— BEGIN Information provided —

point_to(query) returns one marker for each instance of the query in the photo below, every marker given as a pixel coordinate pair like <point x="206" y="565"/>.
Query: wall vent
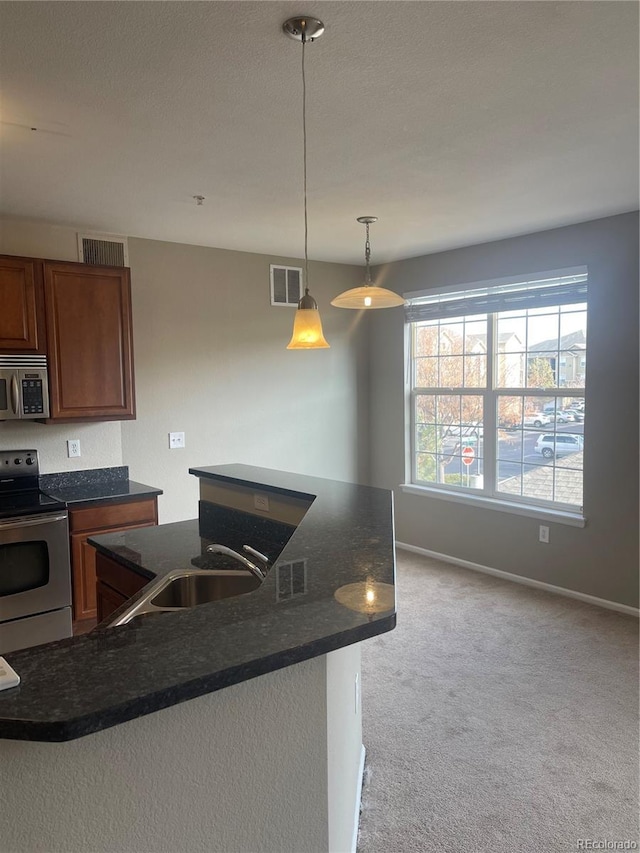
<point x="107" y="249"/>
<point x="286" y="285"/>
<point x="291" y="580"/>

— END Information provided —

* _Stated exercise_
Update the material above so that every "marker" becomes "dot", changing nothing else. Leave the picture out of your answer.

* _Worked solution_
point_to(query) returns one dot for each instance of the query in the photo below, every dot given as a pixel coordinate pair like <point x="206" y="565"/>.
Query: wall vent
<point x="107" y="249"/>
<point x="286" y="285"/>
<point x="291" y="580"/>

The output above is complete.